*Problem statement*
Please transcribe exactly, and only, the lines of the data below between the line holding "target | coral reef" and the line holding "target | grey ribbed carpet", inclusive.

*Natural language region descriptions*

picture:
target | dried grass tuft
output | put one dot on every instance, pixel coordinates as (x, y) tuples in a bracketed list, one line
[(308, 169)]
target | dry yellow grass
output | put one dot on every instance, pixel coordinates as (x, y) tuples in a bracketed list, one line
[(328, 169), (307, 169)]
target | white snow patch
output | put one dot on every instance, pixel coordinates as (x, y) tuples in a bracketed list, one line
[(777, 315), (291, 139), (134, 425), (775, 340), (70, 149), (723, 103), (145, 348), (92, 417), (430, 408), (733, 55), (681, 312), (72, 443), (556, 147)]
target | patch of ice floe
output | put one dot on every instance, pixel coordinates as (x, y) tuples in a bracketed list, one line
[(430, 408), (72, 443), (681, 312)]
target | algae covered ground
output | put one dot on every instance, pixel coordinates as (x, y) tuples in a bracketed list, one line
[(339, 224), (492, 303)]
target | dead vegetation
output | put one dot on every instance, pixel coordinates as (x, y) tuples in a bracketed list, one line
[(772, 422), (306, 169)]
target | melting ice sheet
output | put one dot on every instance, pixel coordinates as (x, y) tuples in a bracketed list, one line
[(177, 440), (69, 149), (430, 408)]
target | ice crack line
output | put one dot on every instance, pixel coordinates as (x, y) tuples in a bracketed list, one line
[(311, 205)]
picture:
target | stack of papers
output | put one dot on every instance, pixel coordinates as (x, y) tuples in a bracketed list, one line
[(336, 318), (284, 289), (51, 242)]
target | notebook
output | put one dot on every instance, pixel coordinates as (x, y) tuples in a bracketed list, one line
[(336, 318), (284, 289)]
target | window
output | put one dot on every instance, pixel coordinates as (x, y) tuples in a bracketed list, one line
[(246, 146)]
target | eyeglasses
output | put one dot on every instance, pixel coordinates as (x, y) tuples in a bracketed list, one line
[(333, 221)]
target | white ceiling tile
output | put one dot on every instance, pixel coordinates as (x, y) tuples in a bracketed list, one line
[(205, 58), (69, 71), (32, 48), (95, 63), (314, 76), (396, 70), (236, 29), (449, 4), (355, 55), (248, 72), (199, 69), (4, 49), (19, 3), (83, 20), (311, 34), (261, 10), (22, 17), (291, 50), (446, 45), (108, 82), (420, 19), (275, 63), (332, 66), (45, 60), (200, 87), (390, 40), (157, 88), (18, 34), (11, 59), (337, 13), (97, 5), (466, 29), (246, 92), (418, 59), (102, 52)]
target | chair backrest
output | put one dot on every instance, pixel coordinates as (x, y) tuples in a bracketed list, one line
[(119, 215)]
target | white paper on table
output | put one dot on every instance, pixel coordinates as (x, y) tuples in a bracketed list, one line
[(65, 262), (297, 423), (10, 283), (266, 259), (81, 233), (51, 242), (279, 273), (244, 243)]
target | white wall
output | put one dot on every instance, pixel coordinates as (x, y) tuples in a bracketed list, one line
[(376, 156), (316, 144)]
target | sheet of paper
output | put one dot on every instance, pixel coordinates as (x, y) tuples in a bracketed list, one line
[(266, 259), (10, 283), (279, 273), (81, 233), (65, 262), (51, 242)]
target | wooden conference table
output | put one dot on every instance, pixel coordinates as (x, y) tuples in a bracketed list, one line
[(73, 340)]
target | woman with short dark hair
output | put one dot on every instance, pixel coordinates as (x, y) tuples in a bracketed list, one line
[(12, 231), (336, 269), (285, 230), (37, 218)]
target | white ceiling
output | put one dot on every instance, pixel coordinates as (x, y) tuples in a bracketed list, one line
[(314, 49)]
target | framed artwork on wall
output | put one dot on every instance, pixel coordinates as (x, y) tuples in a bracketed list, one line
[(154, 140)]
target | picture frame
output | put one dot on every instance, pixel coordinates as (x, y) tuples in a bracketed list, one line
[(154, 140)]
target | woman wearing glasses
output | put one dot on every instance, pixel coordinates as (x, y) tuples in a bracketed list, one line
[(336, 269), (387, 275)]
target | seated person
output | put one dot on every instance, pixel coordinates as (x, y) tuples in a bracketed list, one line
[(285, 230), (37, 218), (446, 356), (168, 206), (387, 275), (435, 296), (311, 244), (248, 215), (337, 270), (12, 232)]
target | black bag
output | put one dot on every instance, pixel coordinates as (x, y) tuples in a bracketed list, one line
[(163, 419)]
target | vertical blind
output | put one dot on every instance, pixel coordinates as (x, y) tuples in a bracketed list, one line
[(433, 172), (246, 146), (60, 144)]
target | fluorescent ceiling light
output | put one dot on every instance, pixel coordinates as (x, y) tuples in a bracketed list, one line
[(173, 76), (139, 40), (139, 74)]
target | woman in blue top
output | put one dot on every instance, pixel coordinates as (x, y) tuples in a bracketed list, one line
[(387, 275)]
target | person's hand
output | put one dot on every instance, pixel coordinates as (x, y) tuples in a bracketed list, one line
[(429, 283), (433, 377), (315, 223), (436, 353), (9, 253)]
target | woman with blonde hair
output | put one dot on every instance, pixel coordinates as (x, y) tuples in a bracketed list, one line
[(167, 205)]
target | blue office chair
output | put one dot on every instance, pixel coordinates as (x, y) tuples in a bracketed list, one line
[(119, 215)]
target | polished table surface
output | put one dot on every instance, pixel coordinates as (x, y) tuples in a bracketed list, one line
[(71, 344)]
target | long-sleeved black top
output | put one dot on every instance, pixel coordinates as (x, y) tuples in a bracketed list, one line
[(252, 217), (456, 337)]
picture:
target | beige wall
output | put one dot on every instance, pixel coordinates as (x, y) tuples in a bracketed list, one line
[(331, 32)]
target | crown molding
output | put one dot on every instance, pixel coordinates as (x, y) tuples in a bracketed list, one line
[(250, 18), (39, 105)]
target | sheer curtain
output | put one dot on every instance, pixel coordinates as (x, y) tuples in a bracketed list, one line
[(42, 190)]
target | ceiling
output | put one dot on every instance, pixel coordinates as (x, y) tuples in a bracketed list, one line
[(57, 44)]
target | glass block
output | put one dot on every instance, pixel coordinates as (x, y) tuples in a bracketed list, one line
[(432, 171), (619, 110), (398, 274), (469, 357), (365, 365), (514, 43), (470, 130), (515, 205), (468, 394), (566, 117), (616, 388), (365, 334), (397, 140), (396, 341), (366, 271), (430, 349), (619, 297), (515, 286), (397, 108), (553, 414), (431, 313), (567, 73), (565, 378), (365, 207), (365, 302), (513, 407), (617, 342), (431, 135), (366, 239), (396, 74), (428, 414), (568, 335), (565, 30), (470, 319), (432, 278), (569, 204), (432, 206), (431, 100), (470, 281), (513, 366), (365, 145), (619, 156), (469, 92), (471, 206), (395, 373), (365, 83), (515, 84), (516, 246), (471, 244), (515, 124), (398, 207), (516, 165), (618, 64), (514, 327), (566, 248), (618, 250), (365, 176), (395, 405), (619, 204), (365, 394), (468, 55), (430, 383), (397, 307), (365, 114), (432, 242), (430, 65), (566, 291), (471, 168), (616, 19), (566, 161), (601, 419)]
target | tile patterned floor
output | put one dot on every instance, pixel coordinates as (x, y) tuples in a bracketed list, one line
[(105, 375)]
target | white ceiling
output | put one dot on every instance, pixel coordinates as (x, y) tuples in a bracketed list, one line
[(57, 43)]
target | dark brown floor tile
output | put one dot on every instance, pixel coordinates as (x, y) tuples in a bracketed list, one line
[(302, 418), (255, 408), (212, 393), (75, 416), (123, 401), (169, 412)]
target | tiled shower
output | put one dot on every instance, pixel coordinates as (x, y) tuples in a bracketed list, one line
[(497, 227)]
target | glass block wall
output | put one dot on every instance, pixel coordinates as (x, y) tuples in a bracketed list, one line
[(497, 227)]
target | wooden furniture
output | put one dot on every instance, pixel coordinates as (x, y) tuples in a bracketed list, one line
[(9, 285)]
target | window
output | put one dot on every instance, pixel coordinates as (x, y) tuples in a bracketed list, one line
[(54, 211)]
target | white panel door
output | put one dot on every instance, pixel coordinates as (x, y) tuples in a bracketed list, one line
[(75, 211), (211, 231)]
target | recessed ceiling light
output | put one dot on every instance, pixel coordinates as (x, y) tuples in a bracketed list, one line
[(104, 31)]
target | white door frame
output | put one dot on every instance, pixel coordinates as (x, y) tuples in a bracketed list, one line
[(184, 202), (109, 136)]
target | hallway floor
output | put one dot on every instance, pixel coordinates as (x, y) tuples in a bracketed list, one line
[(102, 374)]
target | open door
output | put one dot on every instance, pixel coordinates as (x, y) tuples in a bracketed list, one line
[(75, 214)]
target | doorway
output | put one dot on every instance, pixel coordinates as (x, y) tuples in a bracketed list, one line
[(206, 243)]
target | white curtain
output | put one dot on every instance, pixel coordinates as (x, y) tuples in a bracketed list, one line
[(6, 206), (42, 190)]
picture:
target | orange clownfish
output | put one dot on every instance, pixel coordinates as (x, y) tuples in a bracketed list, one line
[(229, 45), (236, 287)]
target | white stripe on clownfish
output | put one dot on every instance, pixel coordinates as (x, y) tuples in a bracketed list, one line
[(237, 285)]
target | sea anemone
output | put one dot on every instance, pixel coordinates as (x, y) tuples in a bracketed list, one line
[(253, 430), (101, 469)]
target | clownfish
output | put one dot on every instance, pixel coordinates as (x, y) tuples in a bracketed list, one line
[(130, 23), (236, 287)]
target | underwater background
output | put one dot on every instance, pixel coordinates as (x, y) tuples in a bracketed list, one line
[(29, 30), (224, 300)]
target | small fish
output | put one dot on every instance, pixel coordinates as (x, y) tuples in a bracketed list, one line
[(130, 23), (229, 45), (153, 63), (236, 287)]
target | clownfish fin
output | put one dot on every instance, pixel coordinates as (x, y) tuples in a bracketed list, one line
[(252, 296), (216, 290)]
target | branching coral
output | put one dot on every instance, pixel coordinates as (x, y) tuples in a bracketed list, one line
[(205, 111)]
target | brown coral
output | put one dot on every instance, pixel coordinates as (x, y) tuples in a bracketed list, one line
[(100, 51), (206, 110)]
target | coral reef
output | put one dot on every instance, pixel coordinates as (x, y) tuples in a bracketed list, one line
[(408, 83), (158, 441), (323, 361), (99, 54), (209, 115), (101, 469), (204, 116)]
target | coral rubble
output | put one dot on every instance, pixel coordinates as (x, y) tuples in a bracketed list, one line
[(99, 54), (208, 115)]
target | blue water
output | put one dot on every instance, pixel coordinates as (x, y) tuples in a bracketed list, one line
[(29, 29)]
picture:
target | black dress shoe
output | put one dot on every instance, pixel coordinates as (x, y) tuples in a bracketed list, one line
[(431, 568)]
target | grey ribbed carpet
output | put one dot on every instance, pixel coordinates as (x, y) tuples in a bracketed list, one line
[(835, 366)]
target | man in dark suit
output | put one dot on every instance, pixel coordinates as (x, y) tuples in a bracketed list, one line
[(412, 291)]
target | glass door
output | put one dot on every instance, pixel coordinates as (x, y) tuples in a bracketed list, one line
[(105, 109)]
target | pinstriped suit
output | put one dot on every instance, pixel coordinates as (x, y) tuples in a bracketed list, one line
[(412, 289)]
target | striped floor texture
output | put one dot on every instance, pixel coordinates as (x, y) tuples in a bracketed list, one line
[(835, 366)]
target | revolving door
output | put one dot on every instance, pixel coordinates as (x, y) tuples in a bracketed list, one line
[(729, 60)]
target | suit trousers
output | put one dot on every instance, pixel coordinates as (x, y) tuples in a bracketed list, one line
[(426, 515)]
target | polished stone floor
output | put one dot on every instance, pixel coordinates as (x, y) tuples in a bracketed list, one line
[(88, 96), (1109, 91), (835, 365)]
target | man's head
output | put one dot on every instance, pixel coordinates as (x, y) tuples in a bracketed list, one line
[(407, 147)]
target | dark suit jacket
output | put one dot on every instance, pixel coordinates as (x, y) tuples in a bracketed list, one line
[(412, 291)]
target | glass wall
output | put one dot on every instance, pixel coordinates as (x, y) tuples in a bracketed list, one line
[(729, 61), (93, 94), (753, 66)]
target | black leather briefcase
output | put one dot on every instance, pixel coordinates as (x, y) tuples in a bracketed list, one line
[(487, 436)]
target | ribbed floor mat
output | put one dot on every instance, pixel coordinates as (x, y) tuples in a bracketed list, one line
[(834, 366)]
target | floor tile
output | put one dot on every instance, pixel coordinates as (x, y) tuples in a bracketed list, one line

*Solution for this exercise*
target | coral reef
output | put one dot on every instance, pixel coordinates as (x, y) tuples in a bracketed list, one line
[(408, 83), (158, 441), (323, 361), (99, 54), (209, 115), (101, 469), (204, 116)]
target | coral rubble
output | put one dot on every instance, pixel coordinates as (x, y) tuples in a bracketed list, one line
[(99, 54), (208, 115)]
target | blue water
output | put one dot on every instance, pixel coordinates as (x, y) tuples in a bracketed list, one line
[(29, 29)]
picture:
target | black dress shoe
output | put one dot on every instance, pixel coordinates as (x, y) tuples in a bracketed list, one line
[(431, 568)]
target | grey ribbed carpet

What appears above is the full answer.